── Source material

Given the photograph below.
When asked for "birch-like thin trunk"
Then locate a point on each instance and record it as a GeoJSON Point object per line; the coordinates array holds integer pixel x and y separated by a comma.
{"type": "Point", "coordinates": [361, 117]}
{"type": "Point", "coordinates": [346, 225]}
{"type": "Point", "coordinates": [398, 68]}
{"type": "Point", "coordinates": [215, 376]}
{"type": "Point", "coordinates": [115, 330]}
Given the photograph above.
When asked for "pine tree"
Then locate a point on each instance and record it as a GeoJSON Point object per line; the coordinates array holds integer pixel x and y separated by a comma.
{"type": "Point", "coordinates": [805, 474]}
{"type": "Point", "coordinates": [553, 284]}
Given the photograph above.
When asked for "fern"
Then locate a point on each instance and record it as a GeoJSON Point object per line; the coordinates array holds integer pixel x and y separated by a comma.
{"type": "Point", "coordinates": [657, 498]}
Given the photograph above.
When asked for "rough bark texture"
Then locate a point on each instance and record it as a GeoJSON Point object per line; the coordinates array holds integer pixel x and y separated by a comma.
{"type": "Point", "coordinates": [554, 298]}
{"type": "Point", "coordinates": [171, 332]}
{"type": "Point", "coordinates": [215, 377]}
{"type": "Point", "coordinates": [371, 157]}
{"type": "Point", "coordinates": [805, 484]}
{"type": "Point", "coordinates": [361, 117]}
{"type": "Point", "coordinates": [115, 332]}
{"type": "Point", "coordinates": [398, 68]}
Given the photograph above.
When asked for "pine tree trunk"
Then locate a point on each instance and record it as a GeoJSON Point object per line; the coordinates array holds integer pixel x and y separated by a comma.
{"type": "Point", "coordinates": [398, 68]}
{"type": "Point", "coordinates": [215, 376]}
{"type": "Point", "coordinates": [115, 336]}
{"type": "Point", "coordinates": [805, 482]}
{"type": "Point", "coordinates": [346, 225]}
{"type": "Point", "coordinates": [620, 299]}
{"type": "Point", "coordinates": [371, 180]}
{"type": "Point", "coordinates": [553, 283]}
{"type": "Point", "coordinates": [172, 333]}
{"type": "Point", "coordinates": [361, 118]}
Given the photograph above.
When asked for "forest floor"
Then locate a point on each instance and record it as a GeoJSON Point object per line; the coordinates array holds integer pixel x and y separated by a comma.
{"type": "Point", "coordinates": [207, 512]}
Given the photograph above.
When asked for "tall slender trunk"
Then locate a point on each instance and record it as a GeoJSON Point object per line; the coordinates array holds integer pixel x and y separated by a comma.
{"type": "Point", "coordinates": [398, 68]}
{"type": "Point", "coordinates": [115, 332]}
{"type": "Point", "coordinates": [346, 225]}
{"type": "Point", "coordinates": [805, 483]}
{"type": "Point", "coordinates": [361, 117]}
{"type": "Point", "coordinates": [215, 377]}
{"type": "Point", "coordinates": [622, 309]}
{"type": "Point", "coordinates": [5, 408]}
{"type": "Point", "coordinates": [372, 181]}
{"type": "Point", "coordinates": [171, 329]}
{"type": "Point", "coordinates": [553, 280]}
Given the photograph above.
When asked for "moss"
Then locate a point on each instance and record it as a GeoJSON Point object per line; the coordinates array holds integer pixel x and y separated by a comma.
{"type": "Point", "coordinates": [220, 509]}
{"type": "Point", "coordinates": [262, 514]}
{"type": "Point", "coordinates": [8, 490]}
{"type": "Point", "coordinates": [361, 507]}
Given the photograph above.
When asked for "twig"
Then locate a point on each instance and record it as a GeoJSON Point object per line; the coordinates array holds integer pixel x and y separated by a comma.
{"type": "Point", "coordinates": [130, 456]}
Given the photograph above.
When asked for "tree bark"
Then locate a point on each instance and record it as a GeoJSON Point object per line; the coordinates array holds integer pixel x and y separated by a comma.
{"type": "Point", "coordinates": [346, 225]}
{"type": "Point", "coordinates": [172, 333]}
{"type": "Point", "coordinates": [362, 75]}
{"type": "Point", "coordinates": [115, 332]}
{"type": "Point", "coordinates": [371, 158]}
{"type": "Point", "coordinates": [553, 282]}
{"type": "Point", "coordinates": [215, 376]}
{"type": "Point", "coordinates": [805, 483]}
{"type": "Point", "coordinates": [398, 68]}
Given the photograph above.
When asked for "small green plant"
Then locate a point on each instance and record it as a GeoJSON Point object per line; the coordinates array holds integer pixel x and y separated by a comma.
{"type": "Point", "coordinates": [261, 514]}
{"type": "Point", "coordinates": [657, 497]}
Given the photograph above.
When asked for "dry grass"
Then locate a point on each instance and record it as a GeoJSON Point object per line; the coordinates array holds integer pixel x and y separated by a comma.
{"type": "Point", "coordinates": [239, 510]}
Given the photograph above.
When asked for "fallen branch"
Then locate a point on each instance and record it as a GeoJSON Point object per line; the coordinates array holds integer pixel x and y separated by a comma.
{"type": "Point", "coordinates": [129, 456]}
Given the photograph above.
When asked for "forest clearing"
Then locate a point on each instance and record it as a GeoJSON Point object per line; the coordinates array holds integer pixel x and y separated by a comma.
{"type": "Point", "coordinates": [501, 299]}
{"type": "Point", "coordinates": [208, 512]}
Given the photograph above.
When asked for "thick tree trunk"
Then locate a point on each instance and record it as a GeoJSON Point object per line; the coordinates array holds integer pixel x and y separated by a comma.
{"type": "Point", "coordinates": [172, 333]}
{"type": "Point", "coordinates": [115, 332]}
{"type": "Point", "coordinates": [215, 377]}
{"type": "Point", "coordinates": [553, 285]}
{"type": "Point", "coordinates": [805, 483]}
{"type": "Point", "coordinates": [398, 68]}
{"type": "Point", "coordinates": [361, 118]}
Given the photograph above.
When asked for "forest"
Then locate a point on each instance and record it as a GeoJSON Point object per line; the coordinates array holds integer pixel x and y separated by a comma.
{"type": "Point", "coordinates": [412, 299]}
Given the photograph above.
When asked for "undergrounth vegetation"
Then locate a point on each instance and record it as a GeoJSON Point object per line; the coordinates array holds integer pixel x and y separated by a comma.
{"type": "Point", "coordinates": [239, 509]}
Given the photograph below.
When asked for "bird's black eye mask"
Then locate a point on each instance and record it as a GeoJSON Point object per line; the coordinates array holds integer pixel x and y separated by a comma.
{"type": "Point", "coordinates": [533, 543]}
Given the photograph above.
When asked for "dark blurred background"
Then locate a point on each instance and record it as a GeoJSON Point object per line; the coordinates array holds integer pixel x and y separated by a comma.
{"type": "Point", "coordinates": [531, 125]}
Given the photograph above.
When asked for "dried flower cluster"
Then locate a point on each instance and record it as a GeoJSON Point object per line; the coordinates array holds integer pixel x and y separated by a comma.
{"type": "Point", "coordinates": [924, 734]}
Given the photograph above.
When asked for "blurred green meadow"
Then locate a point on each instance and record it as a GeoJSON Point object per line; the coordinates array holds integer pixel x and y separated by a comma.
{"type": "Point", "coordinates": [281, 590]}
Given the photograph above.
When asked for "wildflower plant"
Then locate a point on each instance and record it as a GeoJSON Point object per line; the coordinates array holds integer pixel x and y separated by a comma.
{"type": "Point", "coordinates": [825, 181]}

────

Task requirements:
Could you restate all of the lines above without altering a single word?

Exercise solution:
Given the photograph below.
When asked for "birch-like thin trunk"
Then locate a point on each instance and record it as a GeoJSON Point object per line; the coordinates array holds integer pixel x and y separated by a comma.
{"type": "Point", "coordinates": [361, 117]}
{"type": "Point", "coordinates": [346, 225]}
{"type": "Point", "coordinates": [398, 68]}
{"type": "Point", "coordinates": [215, 376]}
{"type": "Point", "coordinates": [115, 330]}
Given the photograph above.
When asked for "pine tree"
Then locate a point on each instance and record it as a GeoJSON Point object per line; the coordinates array holds integer pixel x and y separated by a comma.
{"type": "Point", "coordinates": [805, 474]}
{"type": "Point", "coordinates": [553, 284]}
Given the photograph above.
When asked for "fern"
Then locate a point on each instance and record it as a GeoJSON Point object per line; the coordinates array holds integer pixel x and y separated by a comma.
{"type": "Point", "coordinates": [657, 498]}
Given the photograph above.
When asked for "rough bark texture"
Then locate a point on each instance and record it as a GeoJSON Point object per line; the coordinates array holds integer pixel x and y separated by a comma.
{"type": "Point", "coordinates": [554, 298]}
{"type": "Point", "coordinates": [171, 332]}
{"type": "Point", "coordinates": [215, 377]}
{"type": "Point", "coordinates": [371, 157]}
{"type": "Point", "coordinates": [805, 484]}
{"type": "Point", "coordinates": [361, 117]}
{"type": "Point", "coordinates": [115, 332]}
{"type": "Point", "coordinates": [398, 68]}
Given the photograph above.
When asked for "pine tree trunk"
Then locate a point on each instance and record it as a GeoJSON Point object per line; the coordinates array holds integer pixel x and y separated by a comma.
{"type": "Point", "coordinates": [398, 68]}
{"type": "Point", "coordinates": [215, 376]}
{"type": "Point", "coordinates": [115, 336]}
{"type": "Point", "coordinates": [805, 482]}
{"type": "Point", "coordinates": [346, 225]}
{"type": "Point", "coordinates": [620, 299]}
{"type": "Point", "coordinates": [371, 180]}
{"type": "Point", "coordinates": [553, 283]}
{"type": "Point", "coordinates": [172, 333]}
{"type": "Point", "coordinates": [361, 118]}
Given the photograph above.
When asked for "forest floor"
Then locate a point on each instance and record it as a GeoJSON Point object per line; the coordinates array holds integer pixel x and y separated by a comma.
{"type": "Point", "coordinates": [207, 512]}
Given the photograph above.
When asked for "tall slender trunk"
Then locate a point on each instance and record it as a GeoJSON Point object per line; the coordinates array holds integer pixel x and y separated by a comma.
{"type": "Point", "coordinates": [398, 68]}
{"type": "Point", "coordinates": [115, 332]}
{"type": "Point", "coordinates": [346, 225]}
{"type": "Point", "coordinates": [805, 483]}
{"type": "Point", "coordinates": [361, 117]}
{"type": "Point", "coordinates": [215, 377]}
{"type": "Point", "coordinates": [622, 309]}
{"type": "Point", "coordinates": [5, 408]}
{"type": "Point", "coordinates": [372, 181]}
{"type": "Point", "coordinates": [171, 329]}
{"type": "Point", "coordinates": [553, 280]}
Given the photograph above.
When asked for "moss"
Then locate a point on each instance and record it as a GeoJSON Point object per line; the coordinates array holds integer pixel x and y separated by a comma.
{"type": "Point", "coordinates": [220, 509]}
{"type": "Point", "coordinates": [262, 514]}
{"type": "Point", "coordinates": [8, 490]}
{"type": "Point", "coordinates": [361, 507]}
Given the photograph above.
When asked for "twig"
Then locate a point on each instance and record it as a GeoJSON Point object per line; the coordinates array holds integer pixel x and y separated by a comma.
{"type": "Point", "coordinates": [130, 456]}
Given the photograph above.
When asked for "tree bark"
Then locate a point on each instance and record it as a GeoJSON Point object per line; the coordinates array holds integer pixel x and y separated by a comma.
{"type": "Point", "coordinates": [346, 225]}
{"type": "Point", "coordinates": [172, 333]}
{"type": "Point", "coordinates": [362, 75]}
{"type": "Point", "coordinates": [115, 332]}
{"type": "Point", "coordinates": [371, 158]}
{"type": "Point", "coordinates": [553, 282]}
{"type": "Point", "coordinates": [215, 376]}
{"type": "Point", "coordinates": [805, 483]}
{"type": "Point", "coordinates": [398, 68]}
Given the photograph above.
When asked for "small green plant"
Then locate a point on each instance and record it as a GeoJSON Point object per line; the coordinates array holds integer pixel x and y separated by a comma.
{"type": "Point", "coordinates": [261, 514]}
{"type": "Point", "coordinates": [657, 497]}
Given the photograph above.
When asked for "dry grass"
Then locate a point on each instance and record it as a GeoJSON Point object per line; the coordinates array holds integer pixel x and y separated by a comma.
{"type": "Point", "coordinates": [239, 510]}
Given the photograph above.
When asked for "fallen branch"
Then locate a point on each instance and record it as a GeoJSON Point object per line; the coordinates array holds integer pixel x and y separated by a comma.
{"type": "Point", "coordinates": [129, 456]}
Given the photograph above.
When asked for "forest clearing"
Then locate a point on each instance and record it as a GeoJSON Point object per line; the coordinates array holds integer pixel x and y separated by a comma.
{"type": "Point", "coordinates": [501, 299]}
{"type": "Point", "coordinates": [208, 512]}
Given the photograph above.
When asked for "thick tree trunk"
Then locate a point on each instance and record it as a GeoJSON Point object per line; the coordinates array holds integer pixel x and y separated by a comma.
{"type": "Point", "coordinates": [172, 333]}
{"type": "Point", "coordinates": [115, 332]}
{"type": "Point", "coordinates": [215, 377]}
{"type": "Point", "coordinates": [553, 285]}
{"type": "Point", "coordinates": [805, 483]}
{"type": "Point", "coordinates": [398, 68]}
{"type": "Point", "coordinates": [361, 118]}
Given the photograph above.
When asked for "forest"
Then locate a point on each instance and record it as a GeoJSON Point object per line; the coordinates array holds integer pixel x and y separated by a comma.
{"type": "Point", "coordinates": [412, 299]}
Given the photograph above.
When asked for "undergrounth vegetation"
Then locate a point on each instance and record it as a GeoJSON Point object per line; the coordinates array holds integer pixel x and y separated by a comma.
{"type": "Point", "coordinates": [239, 509]}
Given the photograph below.
When asked for "bird's black eye mask"
Then locate a point on each instance and record it as a GeoJSON Point object per line; the coordinates array holds integer pixel x and y separated by a comma.
{"type": "Point", "coordinates": [533, 543]}
Given the photograph above.
When asked for "dark blurred background"
Then locate a point on each instance and record it as a GeoJSON Point object per line; the coordinates array holds integer pixel x and y separated by a comma.
{"type": "Point", "coordinates": [531, 125]}
Given the photograph above.
When asked for "dried flower cluster"
Then locate a point on each instance and record it as a GeoJSON Point object per line; the coordinates array holds integer pixel x and y separated by a comma.
{"type": "Point", "coordinates": [924, 734]}
Given the photograph above.
When asked for "blurred green meadow"
Then locate a point on each instance and record it as a GeoJSON Point object per line; the coordinates array holds integer pixel x and y separated by a comma.
{"type": "Point", "coordinates": [281, 590]}
Given the photograph above.
When asked for "wildflower plant"
Then locate a point on each instance and record it as a GeoJSON Point object per line; the coordinates array holds integer pixel x and y separated by a comma.
{"type": "Point", "coordinates": [825, 181]}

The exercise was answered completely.